Object detection data

▬▬▬▬▬▬

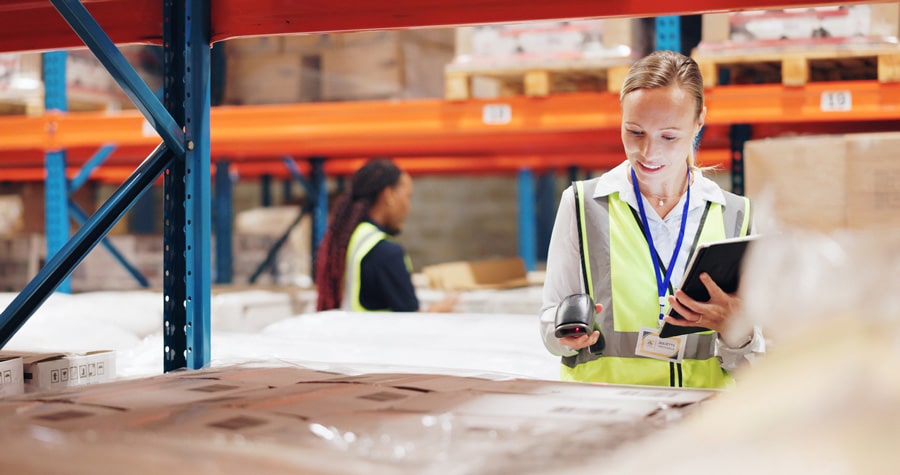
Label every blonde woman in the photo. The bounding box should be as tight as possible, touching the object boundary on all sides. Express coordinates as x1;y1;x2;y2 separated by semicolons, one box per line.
540;51;764;388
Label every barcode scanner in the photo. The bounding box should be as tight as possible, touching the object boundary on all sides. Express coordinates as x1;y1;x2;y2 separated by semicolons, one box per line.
554;294;606;354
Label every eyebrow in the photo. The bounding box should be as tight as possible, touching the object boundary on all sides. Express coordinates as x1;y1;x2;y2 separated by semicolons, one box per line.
625;122;681;131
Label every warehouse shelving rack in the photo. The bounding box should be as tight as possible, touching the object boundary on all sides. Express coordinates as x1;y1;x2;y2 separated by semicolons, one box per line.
0;0;900;371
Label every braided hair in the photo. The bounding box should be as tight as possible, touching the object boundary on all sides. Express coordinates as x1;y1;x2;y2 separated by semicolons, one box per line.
315;159;403;311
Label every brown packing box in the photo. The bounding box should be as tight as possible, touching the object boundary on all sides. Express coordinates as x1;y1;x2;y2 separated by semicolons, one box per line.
322;31;404;101
744;132;900;232
0;356;25;397
701;3;900;43
0;350;116;392
225;53;319;105
422;257;528;290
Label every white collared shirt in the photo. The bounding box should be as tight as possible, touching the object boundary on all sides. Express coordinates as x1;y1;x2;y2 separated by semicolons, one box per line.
596;161;725;289
540;161;765;370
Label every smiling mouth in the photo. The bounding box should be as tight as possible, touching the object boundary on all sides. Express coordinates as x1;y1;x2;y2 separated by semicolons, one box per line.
638;162;663;171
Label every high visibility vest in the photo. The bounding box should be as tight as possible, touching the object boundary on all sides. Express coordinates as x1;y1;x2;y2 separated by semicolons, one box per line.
341;221;412;312
560;179;750;388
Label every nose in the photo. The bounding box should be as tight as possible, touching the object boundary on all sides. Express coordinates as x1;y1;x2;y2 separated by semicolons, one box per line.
641;138;661;159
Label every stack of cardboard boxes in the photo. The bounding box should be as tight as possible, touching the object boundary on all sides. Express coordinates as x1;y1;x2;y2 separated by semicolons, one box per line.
225;28;454;105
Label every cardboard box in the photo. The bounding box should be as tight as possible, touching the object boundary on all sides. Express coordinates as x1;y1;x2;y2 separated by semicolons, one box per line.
225;53;319;105
0;350;116;392
744;132;900;232
702;3;900;43
456;18;636;63
0;356;25;397
322;31;404;101
422;257;528;290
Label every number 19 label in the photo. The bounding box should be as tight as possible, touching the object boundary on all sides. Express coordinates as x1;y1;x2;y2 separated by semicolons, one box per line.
821;91;853;111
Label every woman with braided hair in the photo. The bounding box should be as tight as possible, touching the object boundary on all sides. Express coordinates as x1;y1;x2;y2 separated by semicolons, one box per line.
316;159;455;312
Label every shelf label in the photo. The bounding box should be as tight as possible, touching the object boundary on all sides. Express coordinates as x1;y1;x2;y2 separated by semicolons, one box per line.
821;91;853;112
481;104;512;125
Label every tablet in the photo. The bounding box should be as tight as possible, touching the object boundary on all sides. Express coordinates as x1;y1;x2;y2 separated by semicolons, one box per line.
659;235;759;338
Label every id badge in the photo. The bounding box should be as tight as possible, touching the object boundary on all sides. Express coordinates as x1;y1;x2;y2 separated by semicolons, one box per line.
634;327;687;363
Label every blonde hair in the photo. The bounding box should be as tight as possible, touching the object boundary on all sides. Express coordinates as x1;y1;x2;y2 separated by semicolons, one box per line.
619;50;704;171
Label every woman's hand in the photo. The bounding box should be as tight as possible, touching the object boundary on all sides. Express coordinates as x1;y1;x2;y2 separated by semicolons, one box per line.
665;272;741;333
558;303;603;351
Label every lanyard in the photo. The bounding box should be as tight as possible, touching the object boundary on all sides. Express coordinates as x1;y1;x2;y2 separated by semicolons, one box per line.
631;166;691;322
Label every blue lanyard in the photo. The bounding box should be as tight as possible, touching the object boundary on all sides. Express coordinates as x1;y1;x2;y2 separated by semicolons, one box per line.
631;166;691;322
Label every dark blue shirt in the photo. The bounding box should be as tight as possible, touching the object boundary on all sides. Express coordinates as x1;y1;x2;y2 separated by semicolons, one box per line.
359;221;419;312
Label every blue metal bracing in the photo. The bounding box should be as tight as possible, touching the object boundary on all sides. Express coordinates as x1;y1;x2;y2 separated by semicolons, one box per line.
249;203;313;284
259;174;272;208
44;151;72;293
69;144;116;195
309;157;328;269
281;179;294;203
213;160;234;284
655;16;681;53
69;200;150;288
284;157;326;282
41;51;72;293
0;144;172;348
163;0;212;371
283;157;316;197
518;169;537;271
537;170;559;262
50;0;185;156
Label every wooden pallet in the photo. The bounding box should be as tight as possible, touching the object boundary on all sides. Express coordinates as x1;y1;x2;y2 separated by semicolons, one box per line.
444;57;632;100
693;45;900;88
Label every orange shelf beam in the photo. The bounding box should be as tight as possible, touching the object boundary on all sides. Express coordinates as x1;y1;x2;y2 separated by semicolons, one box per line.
0;81;900;164
0;149;731;184
0;0;884;51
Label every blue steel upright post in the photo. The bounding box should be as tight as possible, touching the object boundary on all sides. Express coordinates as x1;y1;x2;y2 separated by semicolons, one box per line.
518;169;537;271
163;0;212;371
215;160;234;284
41;51;72;293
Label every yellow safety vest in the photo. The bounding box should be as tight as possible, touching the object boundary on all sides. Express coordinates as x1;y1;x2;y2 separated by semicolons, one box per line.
560;179;750;388
341;221;412;312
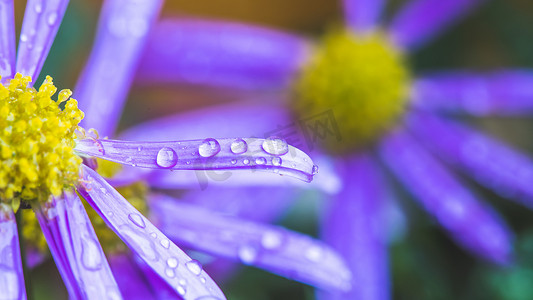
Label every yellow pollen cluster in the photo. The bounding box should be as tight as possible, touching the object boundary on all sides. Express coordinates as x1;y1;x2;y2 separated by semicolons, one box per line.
292;31;410;154
0;74;83;210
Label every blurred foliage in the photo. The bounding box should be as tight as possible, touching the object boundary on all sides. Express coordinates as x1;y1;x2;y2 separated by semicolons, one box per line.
16;0;533;300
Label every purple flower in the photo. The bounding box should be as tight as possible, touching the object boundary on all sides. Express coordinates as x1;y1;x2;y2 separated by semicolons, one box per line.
0;0;324;299
120;0;533;299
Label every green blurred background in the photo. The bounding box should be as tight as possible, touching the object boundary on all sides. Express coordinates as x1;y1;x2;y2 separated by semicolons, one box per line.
16;0;533;300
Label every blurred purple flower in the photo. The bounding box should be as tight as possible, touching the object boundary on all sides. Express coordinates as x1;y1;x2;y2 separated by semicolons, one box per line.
123;0;533;299
0;0;328;299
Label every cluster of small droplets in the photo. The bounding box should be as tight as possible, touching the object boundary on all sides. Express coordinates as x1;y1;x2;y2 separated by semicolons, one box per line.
292;31;410;154
0;74;83;210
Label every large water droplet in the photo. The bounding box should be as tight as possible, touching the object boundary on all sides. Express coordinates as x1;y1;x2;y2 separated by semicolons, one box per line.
167;257;178;269
230;139;248;154
198;138;220;157
262;137;289;156
238;246;257;265
185;259;202;276
81;237;103;271
128;213;146;228
156;147;178;169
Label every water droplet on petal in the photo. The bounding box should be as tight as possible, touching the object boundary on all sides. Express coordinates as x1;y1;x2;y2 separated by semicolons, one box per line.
185;259;202;276
230;139;248;154
198;138;220;157
272;156;281;167
81;237;103;271
167;257;178;269
156;147;178;169
238;246;257;265
159;239;170;249
262;137;289;156
261;231;283;249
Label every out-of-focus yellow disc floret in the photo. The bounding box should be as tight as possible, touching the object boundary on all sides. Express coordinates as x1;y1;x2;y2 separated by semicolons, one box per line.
293;30;410;154
0;74;83;210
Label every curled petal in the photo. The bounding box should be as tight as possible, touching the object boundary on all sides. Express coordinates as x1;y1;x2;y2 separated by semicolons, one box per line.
16;0;69;80
344;0;387;32
0;0;17;78
320;155;390;300
413;70;533;115
36;192;121;299
390;0;483;50
150;195;350;290
409;114;533;208
109;254;154;300
138;19;308;89
75;138;318;182
0;205;26;300
78;165;226;300
75;0;163;136
380;131;512;263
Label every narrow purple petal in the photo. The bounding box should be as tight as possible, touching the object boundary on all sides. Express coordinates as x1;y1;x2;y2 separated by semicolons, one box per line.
380;131;512;263
343;0;387;32
413;70;533;115
0;0;17;78
75;0;162;136
79;165;225;300
320;156;390;300
36;192;121;299
150;195;350;290
109;254;154;300
16;0;69;80
390;0;483;50
76;138;317;182
137;19;309;89
0;204;26;300
408;114;533;208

▬▬▬▬▬▬

**PROMPT:**
Rewrite the rows as a numbered list, beginning at the line that contains "Label every yellow pollen" and ending after the line that contains "120;0;533;299". Leave out any blank lines.

**TASK OUTPUT:**
1. Label every yellow pollen cluster in the photo. The bounding box should be as tight as possible, touching the object boundary on all sides. Express coordinates as x1;y1;x2;y2 separated by semicolons, one box per line.
2. 292;31;410;154
3. 0;74;83;210
4. Label every blurred foliage in the photo. The bounding box should be as tight as possible, touching the object boundary on all sides. Express coordinates as x1;y1;x2;y2 separated by semicolons, one box per line.
5. 16;0;533;300
6. Label every purple flower in the photo. The bounding box should be as tight as possible, touching the object boundary on all sides. Express coordinates as x1;y1;x2;y2 separated by semicolons, one box per line.
7. 0;0;324;299
8. 120;0;533;299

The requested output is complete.